→ **Exercise requirements**
Reproduce the listing below, changing every occurrence of "riverbank slope" to "river embankment" and leaving everything else unchanged.
+++ Data lines
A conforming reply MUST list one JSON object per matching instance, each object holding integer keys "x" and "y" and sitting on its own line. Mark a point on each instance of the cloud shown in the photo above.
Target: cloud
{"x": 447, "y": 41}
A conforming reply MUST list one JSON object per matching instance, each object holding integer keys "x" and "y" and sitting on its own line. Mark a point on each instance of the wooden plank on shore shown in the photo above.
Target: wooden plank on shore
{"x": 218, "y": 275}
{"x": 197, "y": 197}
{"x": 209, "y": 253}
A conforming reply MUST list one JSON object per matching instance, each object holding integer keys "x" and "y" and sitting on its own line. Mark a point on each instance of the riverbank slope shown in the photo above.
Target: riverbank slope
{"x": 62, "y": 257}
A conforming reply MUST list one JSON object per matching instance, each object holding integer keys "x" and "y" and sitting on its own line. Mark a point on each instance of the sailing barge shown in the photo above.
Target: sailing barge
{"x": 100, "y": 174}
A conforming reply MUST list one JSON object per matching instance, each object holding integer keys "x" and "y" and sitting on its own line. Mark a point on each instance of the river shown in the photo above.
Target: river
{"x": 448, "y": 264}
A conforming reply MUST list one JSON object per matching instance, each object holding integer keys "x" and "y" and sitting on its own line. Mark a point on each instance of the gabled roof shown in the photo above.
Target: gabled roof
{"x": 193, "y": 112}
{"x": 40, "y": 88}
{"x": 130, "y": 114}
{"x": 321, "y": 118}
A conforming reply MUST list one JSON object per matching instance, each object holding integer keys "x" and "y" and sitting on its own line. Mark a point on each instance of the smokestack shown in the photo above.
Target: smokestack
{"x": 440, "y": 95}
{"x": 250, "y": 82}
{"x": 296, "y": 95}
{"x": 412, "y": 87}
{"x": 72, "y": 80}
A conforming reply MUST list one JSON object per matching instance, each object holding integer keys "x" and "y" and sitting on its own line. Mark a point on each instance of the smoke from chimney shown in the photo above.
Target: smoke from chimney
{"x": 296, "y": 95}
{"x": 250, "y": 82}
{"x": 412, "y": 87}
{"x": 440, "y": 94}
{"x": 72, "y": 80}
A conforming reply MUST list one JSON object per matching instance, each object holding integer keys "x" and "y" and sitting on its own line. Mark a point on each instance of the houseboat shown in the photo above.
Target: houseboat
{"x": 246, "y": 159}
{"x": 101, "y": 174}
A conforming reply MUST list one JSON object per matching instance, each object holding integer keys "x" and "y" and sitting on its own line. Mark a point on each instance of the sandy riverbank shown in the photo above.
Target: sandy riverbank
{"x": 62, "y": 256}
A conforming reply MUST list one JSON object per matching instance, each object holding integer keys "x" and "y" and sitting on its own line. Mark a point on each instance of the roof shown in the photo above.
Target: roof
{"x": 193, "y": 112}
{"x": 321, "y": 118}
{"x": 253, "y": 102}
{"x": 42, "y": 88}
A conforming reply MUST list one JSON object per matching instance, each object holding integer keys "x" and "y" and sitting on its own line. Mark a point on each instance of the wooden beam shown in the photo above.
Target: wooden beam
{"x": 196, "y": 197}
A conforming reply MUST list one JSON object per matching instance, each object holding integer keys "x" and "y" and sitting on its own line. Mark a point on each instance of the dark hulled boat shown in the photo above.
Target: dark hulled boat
++++++
→ **Problem solution**
A conforming reply MUST list one JSON object per matching instance, each object holding integer keys "x" and "y" and sitting on its own line. Mark a point on each instance of the cloud shown in the photo above.
Target: cloud
{"x": 447, "y": 41}
A conforming reply MUST list one JSON object per matching instance, each object holding integer keys "x" and "y" and sitting on its own line. Mark a point on each instance of the wooden plank on shore shown in the photo above.
Target: wooden plank on shore
{"x": 218, "y": 275}
{"x": 197, "y": 197}
{"x": 209, "y": 253}
A conforming reply MUST list one JSON object per matching instance, each object holding integer keys "x" and "y" and sitting on its own line. Mark a point on each instance of the river embankment shown in the photo above.
Target: river embankment
{"x": 62, "y": 257}
A conforming reply MUST list one JSON object per matching instance, each object holding integer keys "x" and "y" and sitting on its own line. Mark a point on each instance of the sailing barge shown in the photo above.
Target: sailing barge
{"x": 100, "y": 174}
A conforming reply MUST list one JSON object per matching instance, each object holding integer keys "x" and "y" and sitting on its own line. Mark a point on each instance of the river shown in the photo above.
Target: river
{"x": 448, "y": 264}
A conforming reply MUST list one JSON object per matching instance, each object holding integer keys "x" and "y" and sitting on its own line. Mark a point on each instance of the gabled roof shown in the photo above.
Target: gabled roof
{"x": 193, "y": 112}
{"x": 40, "y": 88}
{"x": 130, "y": 114}
{"x": 321, "y": 118}
A conforming reply MUST list one JSON object per matching instance, each object holding integer keys "x" and "y" and sitting on its own line. Mark a point on each instance of the smokestack shown in the photo above.
Target: smokestack
{"x": 440, "y": 95}
{"x": 250, "y": 82}
{"x": 296, "y": 95}
{"x": 412, "y": 87}
{"x": 72, "y": 80}
A conforming reply MUST list one JSON object per matching instance, each object holding integer keys "x" and "y" and sitting on its own line. Mark a point on each instance of the smoke from chimney shown in the photo above.
Target: smoke from chimney
{"x": 296, "y": 95}
{"x": 250, "y": 82}
{"x": 412, "y": 87}
{"x": 440, "y": 94}
{"x": 72, "y": 80}
A conforming reply MUST list one JSON object per matching instance, each object holding integer keys "x" and "y" and sitting on its own line. Mark a point on each instance of the houseboat shown in the photo above.
Target: houseboat
{"x": 246, "y": 159}
{"x": 101, "y": 174}
A conforming reply MUST list one JSON object per matching instance, each object holding integer keys "x" and "y" and sitting on its own line. Mark a point on each instance of the sandy riverbank shown in the photo above.
Target: sandy riverbank
{"x": 62, "y": 256}
A conforming reply MUST list one JSON object per matching instance, each object holding integer keys "x" and "y" and sitting on its own line. Mark a point on each instance of the roof shown in the photo above.
Target: roof
{"x": 193, "y": 112}
{"x": 321, "y": 118}
{"x": 253, "y": 102}
{"x": 42, "y": 88}
A conforming reply MUST list one JSON object per matching instance, each object holding integer keys "x" and "y" and sitting on its own line. Mark a point on each instance of the wooden beam shown in the photo above.
Target: wooden beam
{"x": 196, "y": 197}
A conforming reply MUST list one JSON object per matching instance, each object holding integer keys "x" and "y" and sitting on its own line. Mark a point on each instance of the dark hulled boat shown in the photo above.
Target: dark hulled boat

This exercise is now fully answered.